**DOCUMENT TEXT:**
The passive leg lowering places one hip in flexion while your hamstring is stretched. Your opposite leg goes into flexion and extension while your core remains stable. Making your hips and legs do separate work is great for improving your hip mobility.
It also trains hip separation, where one hip flexes while the other extends. This is the basis of everyday locomotion and most single-leg exercises. This is why it’s a great warm-up drill on your lower body day.
How to Do the Passive Leg Lowering
- Lie in a supine position. Hook a resistance band around the middle of one foot.
- Flex both hips to 90 degrees. Hold the band in each hand.
- Pull the band down enough to engage your core. Lower your free leg to the ground slowly. Keep your banded leg stable.
- Lower your heel almost to the floor while keeping a neutral lower back.
- Return your banded leg to starting position. Repeat for reps. Switch sides.
Coach’s Tip: Make sure you’re moving slowly and with control throughout the entire set.
Sets and Reps: Do two to three sets of 10 to 15 reps per side.
Benefits of the Passive Leg Lowering
- This move boosts hip mobility and core stability at the same time.
- Passive leg lowering provides a resisted stretch of your hamstrings to help improve flexibility.
- You’ll train hip separation here, which is important for running and single-leg exercises.
Unlike the mini band overhead reach, being on the floor will provide you with feedback from the floor to ensure that you’re training the correct muscles.
How to Do the Mini Band Prone Floor Slide
- Lie down prone on your elbows.
- Wrap a mini band around both wrists. Place your elbows underneath your shoulders. Keep your head and chest up.
- Press your non-working elbow into the ground. Slowly slide your working arm forward until you reach a stopping point.
- Return to the starting position. Alternate reps on both sides.

**RAW DATA:**

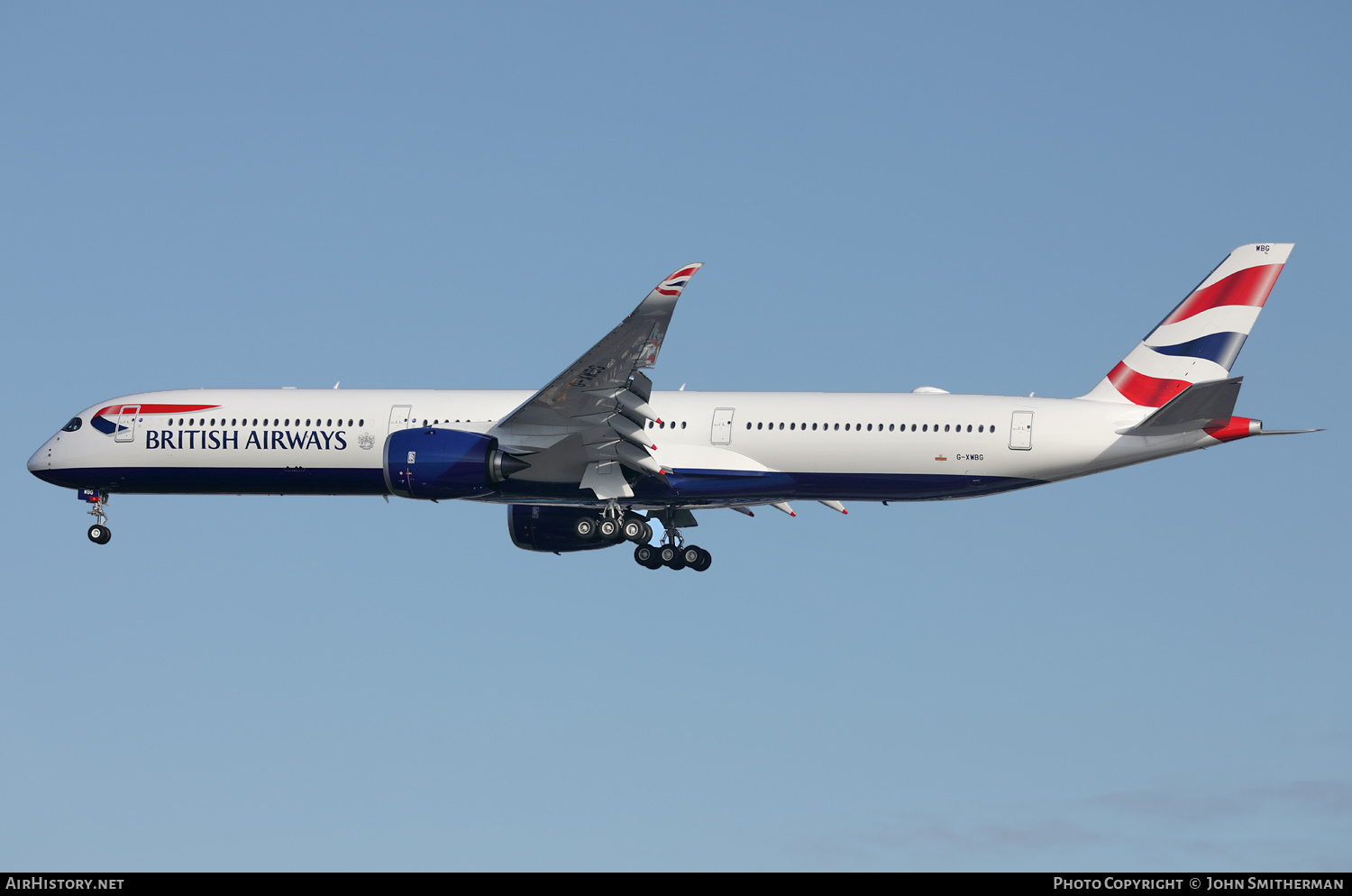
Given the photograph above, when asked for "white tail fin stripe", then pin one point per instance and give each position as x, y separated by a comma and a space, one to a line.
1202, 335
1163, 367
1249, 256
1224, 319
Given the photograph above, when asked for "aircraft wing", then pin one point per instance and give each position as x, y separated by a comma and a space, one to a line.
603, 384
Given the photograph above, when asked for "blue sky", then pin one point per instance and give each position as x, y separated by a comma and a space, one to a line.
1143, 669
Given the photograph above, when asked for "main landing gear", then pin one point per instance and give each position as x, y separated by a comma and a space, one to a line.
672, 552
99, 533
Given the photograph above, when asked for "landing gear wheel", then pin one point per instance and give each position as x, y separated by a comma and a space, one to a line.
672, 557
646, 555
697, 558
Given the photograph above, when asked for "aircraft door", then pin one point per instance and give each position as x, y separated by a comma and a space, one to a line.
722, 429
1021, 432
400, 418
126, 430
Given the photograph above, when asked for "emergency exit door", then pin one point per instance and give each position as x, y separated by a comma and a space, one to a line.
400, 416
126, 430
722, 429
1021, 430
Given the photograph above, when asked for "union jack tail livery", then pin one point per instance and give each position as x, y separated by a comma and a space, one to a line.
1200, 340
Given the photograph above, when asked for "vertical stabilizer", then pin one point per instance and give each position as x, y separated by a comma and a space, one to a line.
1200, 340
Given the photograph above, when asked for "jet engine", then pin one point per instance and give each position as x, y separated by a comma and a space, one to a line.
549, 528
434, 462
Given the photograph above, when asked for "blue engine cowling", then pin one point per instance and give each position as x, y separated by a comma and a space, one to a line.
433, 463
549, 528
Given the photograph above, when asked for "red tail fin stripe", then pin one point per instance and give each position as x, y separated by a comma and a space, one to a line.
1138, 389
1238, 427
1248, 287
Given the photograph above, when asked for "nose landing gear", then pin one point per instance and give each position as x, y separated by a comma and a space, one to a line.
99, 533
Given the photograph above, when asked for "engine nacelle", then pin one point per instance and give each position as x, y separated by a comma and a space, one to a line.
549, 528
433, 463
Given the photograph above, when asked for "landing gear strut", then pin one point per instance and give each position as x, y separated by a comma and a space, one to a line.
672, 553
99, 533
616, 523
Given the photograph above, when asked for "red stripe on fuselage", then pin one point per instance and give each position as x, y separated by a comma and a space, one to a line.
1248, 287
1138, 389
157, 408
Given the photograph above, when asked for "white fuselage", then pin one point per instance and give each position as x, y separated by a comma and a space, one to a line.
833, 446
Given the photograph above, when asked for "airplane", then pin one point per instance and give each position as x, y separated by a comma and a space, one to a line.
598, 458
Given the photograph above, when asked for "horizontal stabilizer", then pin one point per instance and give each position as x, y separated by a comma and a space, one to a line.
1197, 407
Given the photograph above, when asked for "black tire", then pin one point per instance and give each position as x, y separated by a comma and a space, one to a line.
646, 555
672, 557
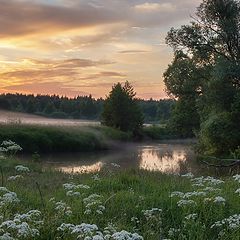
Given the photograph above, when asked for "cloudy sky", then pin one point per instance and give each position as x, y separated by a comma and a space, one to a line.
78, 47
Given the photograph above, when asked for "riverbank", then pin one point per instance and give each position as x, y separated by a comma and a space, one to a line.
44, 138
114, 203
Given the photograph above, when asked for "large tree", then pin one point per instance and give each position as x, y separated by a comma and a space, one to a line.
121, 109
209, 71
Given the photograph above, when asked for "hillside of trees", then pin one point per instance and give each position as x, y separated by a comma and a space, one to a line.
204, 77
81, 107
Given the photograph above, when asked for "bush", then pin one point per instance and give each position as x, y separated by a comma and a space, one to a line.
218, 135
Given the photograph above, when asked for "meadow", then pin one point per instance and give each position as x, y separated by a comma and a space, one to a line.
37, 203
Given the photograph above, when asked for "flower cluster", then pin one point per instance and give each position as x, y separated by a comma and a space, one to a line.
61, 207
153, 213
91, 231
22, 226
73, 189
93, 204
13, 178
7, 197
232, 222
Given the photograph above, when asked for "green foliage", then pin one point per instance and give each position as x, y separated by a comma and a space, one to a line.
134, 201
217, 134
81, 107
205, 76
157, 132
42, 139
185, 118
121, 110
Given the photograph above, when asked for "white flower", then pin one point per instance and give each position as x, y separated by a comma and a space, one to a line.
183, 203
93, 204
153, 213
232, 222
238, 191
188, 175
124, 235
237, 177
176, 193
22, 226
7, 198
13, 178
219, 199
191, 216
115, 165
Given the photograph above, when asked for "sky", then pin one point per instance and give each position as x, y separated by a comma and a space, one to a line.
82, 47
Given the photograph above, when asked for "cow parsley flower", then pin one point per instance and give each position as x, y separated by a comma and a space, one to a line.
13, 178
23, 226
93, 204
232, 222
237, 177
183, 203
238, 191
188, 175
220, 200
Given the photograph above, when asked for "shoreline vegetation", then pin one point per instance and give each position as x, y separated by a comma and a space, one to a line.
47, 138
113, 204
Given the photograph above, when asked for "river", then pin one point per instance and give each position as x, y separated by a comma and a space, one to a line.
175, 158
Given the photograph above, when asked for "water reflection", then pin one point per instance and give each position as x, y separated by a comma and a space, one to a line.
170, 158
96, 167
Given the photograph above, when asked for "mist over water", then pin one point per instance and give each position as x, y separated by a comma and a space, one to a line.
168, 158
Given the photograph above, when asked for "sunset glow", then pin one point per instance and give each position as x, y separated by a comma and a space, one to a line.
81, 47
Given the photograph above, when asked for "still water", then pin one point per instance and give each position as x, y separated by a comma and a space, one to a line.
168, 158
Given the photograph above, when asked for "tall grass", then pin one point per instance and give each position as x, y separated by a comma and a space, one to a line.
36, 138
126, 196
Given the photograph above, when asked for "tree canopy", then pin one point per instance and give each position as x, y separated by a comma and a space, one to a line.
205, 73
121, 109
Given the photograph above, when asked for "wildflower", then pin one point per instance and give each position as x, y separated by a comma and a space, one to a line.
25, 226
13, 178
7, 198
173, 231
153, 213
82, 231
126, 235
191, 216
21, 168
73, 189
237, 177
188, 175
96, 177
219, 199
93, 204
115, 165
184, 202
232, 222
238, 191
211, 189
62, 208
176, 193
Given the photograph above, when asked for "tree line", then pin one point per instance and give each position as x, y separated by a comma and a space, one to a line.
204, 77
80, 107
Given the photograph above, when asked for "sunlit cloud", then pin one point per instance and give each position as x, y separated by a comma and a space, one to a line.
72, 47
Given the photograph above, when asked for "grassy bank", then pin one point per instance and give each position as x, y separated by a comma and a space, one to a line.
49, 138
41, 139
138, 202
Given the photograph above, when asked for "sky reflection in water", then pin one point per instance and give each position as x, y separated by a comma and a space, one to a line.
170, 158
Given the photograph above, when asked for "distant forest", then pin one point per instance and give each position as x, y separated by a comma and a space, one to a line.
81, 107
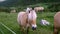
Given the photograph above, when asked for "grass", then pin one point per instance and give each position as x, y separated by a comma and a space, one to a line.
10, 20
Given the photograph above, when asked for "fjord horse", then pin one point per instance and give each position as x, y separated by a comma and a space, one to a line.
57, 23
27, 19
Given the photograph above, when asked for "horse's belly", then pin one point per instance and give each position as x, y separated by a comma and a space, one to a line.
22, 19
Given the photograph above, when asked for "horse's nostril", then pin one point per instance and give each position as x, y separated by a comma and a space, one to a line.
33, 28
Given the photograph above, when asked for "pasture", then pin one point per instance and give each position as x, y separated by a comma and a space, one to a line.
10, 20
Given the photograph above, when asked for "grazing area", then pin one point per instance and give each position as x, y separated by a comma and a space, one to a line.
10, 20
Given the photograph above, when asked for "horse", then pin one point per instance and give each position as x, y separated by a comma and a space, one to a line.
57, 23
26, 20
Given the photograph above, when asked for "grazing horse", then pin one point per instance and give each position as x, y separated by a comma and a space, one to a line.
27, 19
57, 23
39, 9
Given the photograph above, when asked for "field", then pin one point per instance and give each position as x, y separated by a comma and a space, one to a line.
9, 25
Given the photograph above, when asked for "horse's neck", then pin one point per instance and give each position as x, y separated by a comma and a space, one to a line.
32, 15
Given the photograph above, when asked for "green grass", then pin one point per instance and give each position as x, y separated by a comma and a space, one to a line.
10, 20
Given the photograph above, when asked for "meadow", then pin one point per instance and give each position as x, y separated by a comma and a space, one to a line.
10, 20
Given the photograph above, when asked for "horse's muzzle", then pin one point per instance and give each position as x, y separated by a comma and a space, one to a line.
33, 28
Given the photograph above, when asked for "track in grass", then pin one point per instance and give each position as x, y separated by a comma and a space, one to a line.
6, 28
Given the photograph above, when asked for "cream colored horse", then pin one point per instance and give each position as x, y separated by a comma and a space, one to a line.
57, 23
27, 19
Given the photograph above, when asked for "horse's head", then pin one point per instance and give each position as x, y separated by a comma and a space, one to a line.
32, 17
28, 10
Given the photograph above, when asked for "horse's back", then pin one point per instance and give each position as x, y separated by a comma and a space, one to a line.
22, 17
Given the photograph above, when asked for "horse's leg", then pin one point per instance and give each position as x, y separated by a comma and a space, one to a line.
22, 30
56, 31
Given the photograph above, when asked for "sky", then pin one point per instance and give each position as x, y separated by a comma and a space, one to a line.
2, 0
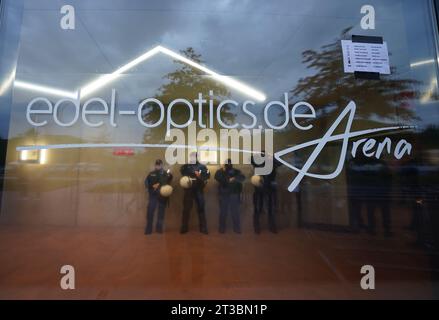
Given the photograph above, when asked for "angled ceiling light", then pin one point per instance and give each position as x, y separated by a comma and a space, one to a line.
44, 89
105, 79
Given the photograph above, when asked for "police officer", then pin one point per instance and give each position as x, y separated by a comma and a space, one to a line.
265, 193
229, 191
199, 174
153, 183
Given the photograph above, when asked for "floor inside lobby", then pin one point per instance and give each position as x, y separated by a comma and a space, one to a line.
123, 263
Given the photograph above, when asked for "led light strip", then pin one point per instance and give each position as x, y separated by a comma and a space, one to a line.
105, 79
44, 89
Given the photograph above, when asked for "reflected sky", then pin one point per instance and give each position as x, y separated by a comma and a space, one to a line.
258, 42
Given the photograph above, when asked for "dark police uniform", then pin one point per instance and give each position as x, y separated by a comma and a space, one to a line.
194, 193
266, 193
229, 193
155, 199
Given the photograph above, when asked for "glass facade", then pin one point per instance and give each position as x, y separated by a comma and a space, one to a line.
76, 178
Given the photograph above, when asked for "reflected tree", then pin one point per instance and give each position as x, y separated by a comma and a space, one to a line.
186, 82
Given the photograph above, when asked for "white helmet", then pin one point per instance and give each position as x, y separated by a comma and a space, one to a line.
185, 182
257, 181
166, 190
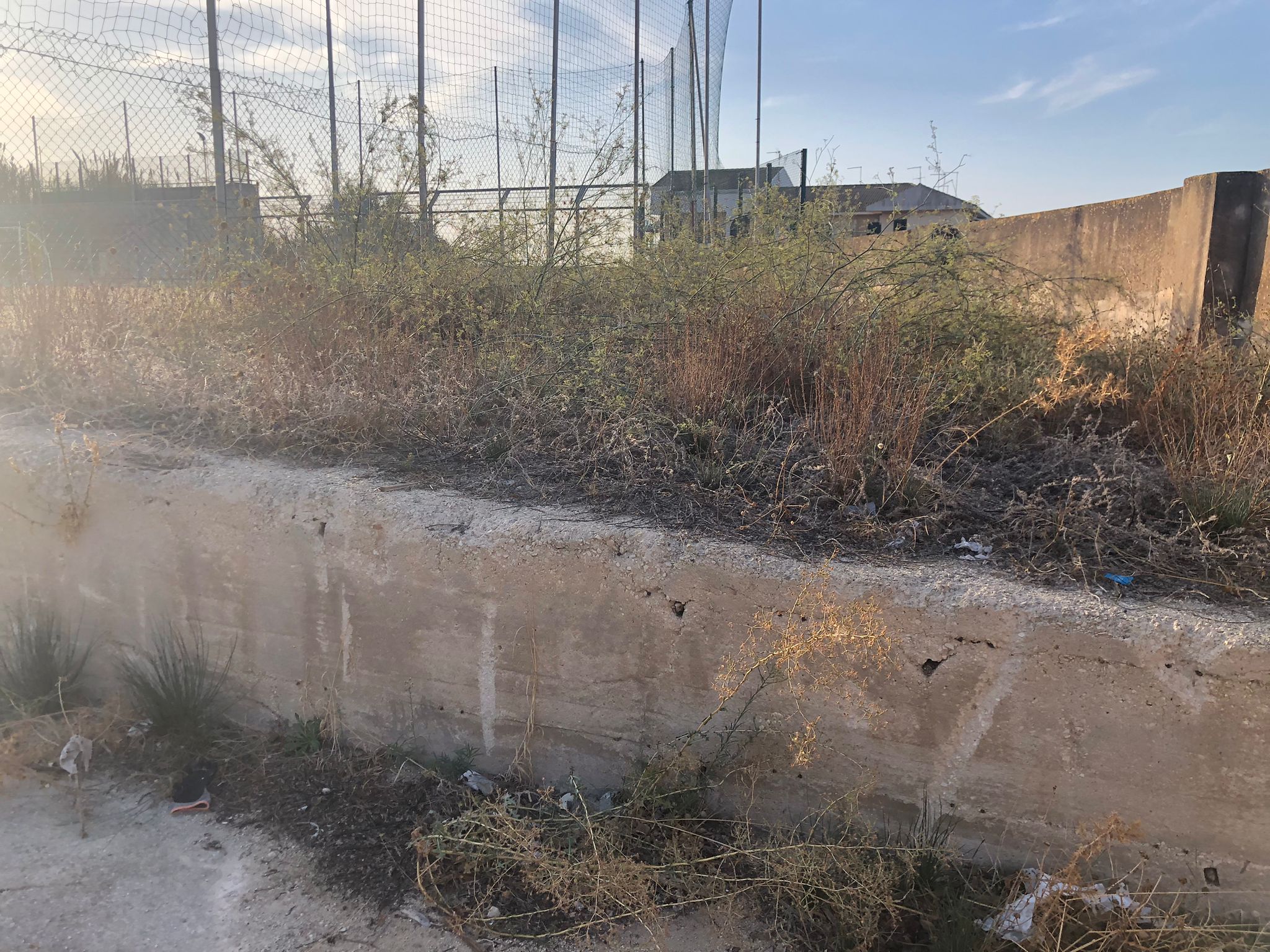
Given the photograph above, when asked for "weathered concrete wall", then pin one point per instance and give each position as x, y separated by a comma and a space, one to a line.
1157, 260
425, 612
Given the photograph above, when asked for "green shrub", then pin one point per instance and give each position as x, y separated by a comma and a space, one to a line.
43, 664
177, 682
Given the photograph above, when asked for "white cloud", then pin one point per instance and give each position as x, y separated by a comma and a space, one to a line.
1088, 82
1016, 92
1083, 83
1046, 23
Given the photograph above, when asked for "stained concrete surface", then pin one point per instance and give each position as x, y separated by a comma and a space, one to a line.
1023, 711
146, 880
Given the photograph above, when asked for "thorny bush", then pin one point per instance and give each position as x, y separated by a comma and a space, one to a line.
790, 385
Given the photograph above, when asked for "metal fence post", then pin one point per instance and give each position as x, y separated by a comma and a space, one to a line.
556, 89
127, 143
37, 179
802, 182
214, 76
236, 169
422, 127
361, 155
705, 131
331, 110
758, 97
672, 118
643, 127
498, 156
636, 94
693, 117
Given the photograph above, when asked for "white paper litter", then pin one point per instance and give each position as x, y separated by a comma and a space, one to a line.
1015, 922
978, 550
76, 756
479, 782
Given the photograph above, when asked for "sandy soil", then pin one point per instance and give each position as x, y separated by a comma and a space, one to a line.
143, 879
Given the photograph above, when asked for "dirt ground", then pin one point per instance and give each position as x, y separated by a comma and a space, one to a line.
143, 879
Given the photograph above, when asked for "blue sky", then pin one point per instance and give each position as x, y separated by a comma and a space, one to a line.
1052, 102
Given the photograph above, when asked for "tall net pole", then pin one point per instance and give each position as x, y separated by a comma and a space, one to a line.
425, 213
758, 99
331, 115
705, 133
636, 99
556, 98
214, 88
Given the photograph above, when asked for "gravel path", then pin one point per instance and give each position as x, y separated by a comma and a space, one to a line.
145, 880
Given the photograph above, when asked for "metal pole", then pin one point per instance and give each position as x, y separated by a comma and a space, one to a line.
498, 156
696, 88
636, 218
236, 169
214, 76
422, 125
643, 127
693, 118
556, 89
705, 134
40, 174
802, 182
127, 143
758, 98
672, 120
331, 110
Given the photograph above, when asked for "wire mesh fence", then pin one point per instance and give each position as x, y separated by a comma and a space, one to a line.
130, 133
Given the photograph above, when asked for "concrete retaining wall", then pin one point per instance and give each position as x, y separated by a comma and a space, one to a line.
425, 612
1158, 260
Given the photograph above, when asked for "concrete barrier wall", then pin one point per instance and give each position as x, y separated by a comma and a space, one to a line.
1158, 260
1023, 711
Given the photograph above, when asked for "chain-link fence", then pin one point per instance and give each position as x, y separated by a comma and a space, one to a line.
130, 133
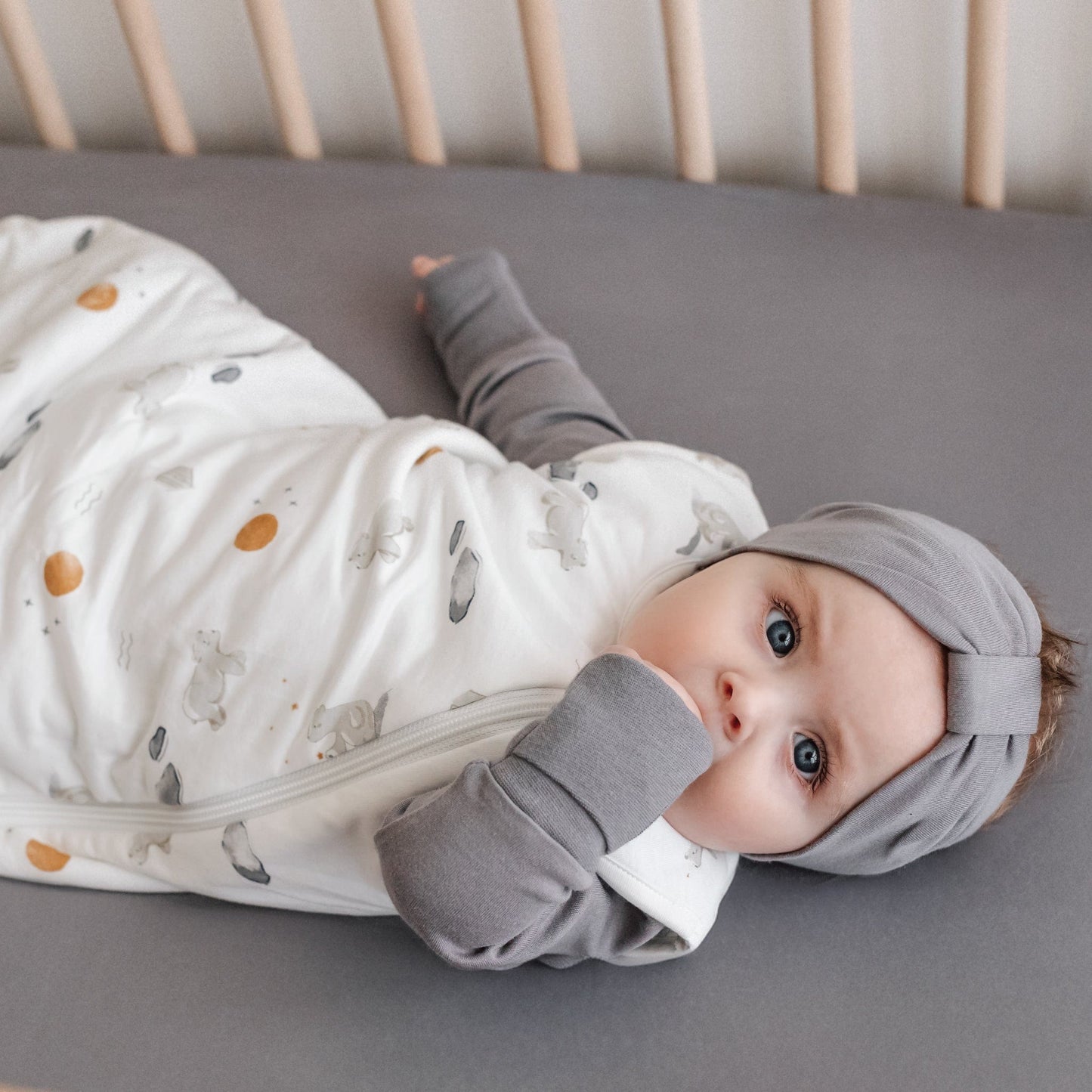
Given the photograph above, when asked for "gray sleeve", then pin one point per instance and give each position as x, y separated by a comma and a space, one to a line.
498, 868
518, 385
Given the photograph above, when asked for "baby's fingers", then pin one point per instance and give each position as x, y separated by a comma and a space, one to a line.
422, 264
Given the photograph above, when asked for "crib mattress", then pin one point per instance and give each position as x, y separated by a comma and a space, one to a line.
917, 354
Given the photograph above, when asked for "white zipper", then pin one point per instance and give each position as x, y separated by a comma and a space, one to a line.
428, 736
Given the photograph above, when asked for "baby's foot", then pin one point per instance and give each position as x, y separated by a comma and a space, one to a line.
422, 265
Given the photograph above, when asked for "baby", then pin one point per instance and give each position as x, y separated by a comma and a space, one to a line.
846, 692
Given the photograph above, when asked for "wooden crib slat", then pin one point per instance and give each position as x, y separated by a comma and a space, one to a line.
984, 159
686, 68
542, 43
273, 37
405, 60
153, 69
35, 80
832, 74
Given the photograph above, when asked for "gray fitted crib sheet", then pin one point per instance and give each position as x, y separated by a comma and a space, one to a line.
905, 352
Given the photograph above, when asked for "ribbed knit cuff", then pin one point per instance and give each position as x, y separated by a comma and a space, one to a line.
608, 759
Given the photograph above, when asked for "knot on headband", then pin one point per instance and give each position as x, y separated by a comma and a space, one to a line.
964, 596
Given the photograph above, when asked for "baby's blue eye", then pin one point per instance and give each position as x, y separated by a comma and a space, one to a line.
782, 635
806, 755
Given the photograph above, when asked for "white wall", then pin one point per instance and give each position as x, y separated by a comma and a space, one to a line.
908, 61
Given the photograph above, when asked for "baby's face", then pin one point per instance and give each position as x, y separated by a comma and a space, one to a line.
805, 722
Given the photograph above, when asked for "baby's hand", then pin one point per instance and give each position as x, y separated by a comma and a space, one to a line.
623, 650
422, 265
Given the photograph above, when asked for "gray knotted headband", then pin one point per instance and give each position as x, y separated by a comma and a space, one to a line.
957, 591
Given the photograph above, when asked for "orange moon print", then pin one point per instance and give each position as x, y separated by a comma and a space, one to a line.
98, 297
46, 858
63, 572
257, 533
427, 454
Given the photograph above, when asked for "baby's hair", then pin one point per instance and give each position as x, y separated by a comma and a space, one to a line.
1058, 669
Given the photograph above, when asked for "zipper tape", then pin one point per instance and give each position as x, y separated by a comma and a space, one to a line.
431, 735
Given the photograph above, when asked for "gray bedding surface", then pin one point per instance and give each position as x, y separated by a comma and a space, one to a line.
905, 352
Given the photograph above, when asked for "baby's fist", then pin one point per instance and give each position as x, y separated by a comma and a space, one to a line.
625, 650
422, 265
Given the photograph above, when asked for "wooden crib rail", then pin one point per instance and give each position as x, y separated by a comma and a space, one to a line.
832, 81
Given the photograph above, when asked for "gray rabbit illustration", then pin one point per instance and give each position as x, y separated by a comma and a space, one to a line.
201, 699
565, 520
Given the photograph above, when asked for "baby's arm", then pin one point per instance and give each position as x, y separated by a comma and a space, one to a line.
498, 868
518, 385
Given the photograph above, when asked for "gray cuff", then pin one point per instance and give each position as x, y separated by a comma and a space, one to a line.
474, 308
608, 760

**EXERCISE:**
Answer these questions from the exercise text above:
(a) How many sets and reps per side are recommended for the passive leg lowering?
(b) To what angle are both hips flexed when setting up the passive leg lowering?
(c) Where is the mini band wrapped for the mini band prone floor slide?

**CORRECT RESPONSE:**
(a) Two to three sets of 10 to 15 reps per side.
(b) 90 degrees.
(c) Around both wrists.